_Text segment_.
▬▬▬
North Carolina advances election map adding GOP seat in US House

RALEIGH, N.C. (CN) - North Carolina Republicans progressed a new congressional map Tuesday, passing it through the state Senate and through a House Redistricting Committee despite public opposition.  

The new map is expected to be taken up for final votes in the House Wednesday and, if passed, will be adopted for the 2026 midterms.

The 2025 map will likely boot Democratic moderate Representative Don Davis from one of the state's only competitive seats in northeastern North Carolina. 

In the House Redistricting Committee Tuesday, all members of the public who spoke criticized the map, with many denouncing it as a racial gerrymander and condemning lawmakers for failing to pass Medicaid funding and a state budget. Several asked lawmakers to put the map to the voters and place a referendum on the ballot. Hundreds of protesters marched on the legislature Tuesday.  

"What you are doing today means that you are against democracy," former U.S. Representative Eva Clayton told House lawmakers. "This redistricting strips indeed the majority Black counties from the first congressional district and buries them in a heavily Republican area. That is an act of gerrymandering."

U.S. Representative Alma Adams also spoke in opposition to the map. 

North Carolina's 2023 map, the previous map adopted, elected 10 Republicans and four Democrats. The proposed 2025 map is expected to secure Republicans an additional seat, also impacting Republican Representative Greg Murphy's district. Both Murphy and Davis have said they are evaluating their options. 

The map only changes two of the state's congressional districts, shifting counties between them to increase the number of Republican voters in what had previously been Davis' district, Congressional District 1. This should give Republican candidates better opportunity to win, Senate Election Chair Ralph Hise, the map author, told House representatives Tuesday, without impacting the 12 other congressional districts.
▬▬▬
_Listed records_.

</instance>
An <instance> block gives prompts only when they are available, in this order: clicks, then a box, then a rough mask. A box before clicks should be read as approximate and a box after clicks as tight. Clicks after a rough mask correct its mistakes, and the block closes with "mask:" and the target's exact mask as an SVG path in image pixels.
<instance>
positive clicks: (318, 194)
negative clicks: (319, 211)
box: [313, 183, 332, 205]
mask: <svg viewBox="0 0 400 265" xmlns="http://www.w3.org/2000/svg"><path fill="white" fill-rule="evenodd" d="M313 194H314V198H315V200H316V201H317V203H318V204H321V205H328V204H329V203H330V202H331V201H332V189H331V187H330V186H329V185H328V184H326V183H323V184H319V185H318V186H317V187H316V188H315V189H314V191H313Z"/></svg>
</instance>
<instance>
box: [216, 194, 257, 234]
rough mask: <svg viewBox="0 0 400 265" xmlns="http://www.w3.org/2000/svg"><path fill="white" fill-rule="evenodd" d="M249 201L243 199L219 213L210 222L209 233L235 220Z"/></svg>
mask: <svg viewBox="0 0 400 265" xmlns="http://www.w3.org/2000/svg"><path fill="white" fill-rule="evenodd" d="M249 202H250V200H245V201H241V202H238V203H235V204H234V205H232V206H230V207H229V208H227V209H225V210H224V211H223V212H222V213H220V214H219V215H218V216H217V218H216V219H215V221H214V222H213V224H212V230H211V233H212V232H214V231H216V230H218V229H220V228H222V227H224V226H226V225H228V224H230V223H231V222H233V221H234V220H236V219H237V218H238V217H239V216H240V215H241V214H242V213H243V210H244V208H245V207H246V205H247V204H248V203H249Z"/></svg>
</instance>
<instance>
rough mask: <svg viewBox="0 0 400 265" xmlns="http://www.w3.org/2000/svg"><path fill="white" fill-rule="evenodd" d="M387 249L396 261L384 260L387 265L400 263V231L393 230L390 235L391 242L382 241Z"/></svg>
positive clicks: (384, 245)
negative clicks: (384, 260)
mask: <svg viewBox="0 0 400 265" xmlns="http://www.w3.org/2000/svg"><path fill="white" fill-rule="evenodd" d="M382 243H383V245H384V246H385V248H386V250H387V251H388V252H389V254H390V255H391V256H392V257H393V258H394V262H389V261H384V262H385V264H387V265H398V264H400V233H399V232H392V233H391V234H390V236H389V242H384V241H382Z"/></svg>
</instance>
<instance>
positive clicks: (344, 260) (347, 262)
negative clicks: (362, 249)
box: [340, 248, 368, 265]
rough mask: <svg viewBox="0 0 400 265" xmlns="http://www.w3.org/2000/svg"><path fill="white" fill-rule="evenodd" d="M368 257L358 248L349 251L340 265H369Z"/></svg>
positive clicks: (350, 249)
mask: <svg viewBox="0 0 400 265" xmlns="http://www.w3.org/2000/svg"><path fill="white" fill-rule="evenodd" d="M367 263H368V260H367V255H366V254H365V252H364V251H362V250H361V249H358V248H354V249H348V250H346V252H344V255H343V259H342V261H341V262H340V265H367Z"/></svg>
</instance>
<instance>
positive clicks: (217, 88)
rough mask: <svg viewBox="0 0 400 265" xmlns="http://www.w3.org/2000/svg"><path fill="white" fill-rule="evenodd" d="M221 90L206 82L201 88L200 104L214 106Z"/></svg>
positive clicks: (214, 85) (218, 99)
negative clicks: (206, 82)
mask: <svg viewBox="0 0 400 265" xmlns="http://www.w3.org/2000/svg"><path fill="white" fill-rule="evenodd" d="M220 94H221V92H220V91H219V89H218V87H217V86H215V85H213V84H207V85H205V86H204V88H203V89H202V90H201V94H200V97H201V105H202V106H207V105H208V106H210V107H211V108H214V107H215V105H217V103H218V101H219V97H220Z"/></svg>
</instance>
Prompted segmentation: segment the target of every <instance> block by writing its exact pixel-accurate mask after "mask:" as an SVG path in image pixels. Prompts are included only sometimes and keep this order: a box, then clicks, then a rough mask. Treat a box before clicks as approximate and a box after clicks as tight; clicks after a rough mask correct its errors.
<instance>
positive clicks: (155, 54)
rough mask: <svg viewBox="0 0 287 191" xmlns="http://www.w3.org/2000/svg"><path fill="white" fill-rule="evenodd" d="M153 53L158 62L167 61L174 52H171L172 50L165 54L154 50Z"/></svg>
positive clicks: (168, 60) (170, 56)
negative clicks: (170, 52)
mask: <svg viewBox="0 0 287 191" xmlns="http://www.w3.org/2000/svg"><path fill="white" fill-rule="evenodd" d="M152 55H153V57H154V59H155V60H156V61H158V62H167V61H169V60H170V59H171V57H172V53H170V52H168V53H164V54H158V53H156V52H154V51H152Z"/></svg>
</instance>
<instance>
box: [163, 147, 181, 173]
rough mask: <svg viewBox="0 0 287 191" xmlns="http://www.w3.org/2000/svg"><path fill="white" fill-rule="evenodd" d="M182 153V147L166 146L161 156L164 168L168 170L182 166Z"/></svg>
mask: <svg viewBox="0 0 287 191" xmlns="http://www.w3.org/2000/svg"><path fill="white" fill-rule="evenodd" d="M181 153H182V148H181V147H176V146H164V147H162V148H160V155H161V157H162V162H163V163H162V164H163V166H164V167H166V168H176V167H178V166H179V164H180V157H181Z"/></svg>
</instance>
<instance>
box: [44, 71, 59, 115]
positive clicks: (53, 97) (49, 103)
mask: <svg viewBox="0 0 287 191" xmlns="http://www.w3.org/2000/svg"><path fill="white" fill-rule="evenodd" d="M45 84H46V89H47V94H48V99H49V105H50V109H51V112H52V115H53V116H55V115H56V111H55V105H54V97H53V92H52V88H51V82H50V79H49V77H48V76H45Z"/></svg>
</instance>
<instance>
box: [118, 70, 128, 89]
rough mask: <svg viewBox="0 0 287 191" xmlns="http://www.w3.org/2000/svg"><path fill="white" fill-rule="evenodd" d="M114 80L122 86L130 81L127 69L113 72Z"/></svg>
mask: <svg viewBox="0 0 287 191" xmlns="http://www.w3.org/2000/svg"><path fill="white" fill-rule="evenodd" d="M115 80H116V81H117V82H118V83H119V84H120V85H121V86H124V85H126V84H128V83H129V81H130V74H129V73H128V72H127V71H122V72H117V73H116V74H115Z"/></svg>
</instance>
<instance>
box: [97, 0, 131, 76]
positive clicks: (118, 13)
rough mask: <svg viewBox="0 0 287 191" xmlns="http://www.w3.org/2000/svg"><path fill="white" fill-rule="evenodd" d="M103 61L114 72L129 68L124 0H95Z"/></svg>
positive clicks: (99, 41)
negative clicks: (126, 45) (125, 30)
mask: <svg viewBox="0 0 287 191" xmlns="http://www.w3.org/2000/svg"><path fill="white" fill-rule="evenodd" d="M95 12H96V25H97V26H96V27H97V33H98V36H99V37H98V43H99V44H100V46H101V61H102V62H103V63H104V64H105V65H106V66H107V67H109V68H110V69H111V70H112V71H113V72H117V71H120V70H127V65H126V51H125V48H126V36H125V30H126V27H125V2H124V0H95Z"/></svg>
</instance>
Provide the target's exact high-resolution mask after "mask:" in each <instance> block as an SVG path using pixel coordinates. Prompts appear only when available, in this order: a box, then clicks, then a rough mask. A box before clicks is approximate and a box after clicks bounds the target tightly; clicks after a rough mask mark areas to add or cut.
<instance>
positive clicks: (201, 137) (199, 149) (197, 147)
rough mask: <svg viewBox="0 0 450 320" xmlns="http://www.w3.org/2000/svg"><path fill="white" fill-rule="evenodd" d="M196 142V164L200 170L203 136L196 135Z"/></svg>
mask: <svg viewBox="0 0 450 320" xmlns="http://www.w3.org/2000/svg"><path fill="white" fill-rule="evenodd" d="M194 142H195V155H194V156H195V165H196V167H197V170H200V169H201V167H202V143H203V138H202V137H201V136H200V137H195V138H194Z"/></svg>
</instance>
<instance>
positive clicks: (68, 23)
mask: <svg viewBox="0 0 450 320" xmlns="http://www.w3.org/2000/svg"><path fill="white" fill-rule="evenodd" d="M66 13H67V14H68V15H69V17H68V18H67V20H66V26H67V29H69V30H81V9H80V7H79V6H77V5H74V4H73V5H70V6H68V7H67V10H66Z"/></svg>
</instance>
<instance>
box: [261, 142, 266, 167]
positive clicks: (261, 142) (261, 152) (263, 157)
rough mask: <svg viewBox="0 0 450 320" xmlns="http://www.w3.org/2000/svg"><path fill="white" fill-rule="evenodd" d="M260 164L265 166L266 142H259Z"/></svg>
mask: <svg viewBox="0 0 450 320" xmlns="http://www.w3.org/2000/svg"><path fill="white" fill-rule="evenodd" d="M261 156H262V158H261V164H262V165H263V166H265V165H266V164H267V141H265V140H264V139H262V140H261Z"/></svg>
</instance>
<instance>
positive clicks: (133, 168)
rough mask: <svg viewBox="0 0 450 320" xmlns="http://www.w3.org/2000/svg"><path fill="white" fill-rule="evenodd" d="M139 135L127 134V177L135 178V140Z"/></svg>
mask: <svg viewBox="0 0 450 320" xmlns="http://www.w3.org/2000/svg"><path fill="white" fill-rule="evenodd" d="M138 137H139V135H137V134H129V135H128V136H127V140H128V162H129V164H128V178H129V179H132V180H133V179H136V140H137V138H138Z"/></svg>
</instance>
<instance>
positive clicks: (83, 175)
▬▬▬
_Work item_.
Please write the next part of the news article on North Carolina's new congressional map, starting right after its last sentence.

_Answer_.
Racial and age data were not included in the redistricting process, Hise said, and the map "answers the president's call for redistricting." Hise has also said he has not had conversations with the president or his staff. 

"The chairs do not believe the use of racial data would have been helpful in reaching any political or other legislative redistricting goals," he said. 

"The motivation behind this new plan is straightforward," Hise said on the Senate floor Monday, shortly before the map passed its second reading along party lines. "The congressional map improves Republican political strength in eastern North Carolina." 

Democrats and voting rights organizations have slammed the measure as diluting the votes of Black residents in the state's eastern Black Belt area, where racial redistricting has been the source of dozens of lawsuits for decades. A landmark 1984 case over racial redistricting, Ralph Gingles v. Rufus Edmisten, established preconditions for minority vote dilution cases that current-day redistricting challenges are still weighed against. 

"You've decided to erase and silence the voices of hundreds of thousands of Black voters of Northeastern North Carolina to satisfy the request of one Donald Trump," Democratic Senator Jay Chaudhuri said Monday, calling the redistribution of voters a partisan power grab. "Will you exercise your oath to Donald Trump or the Constitution?"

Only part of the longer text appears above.